### What you should do
How many lines in the entries below include the string "plastic"? Answer with the number only.

*** Extracted entries Section Begins ***

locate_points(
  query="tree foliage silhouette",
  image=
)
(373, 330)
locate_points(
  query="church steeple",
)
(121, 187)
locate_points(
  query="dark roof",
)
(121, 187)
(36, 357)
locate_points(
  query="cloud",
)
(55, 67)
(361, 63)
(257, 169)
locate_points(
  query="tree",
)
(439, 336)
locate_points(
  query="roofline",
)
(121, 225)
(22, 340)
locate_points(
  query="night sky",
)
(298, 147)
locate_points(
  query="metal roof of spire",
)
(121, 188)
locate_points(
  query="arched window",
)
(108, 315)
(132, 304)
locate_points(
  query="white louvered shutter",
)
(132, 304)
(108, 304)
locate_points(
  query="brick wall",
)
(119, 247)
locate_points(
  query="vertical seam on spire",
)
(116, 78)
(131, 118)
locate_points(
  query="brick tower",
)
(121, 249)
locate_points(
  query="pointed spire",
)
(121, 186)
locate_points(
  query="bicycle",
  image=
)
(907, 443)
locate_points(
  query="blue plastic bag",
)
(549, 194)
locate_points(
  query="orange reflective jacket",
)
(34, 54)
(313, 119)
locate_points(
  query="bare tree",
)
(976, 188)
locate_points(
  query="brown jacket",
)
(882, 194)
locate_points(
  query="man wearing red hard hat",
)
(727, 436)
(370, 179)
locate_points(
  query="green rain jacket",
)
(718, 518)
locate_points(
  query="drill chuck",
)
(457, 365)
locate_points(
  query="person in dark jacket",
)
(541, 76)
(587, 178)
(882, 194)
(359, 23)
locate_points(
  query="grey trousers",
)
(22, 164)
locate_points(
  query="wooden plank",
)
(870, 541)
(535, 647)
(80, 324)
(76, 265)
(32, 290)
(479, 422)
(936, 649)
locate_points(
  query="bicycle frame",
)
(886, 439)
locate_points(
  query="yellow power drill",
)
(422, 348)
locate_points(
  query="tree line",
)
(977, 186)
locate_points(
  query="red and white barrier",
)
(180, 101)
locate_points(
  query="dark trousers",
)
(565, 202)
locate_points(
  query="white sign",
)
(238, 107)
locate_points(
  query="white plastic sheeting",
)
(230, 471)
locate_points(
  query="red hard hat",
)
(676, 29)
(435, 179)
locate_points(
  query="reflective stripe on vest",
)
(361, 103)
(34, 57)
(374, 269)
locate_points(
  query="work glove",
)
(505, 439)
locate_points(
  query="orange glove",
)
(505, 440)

*** Extracted entries Section Ends ***

### Your response
2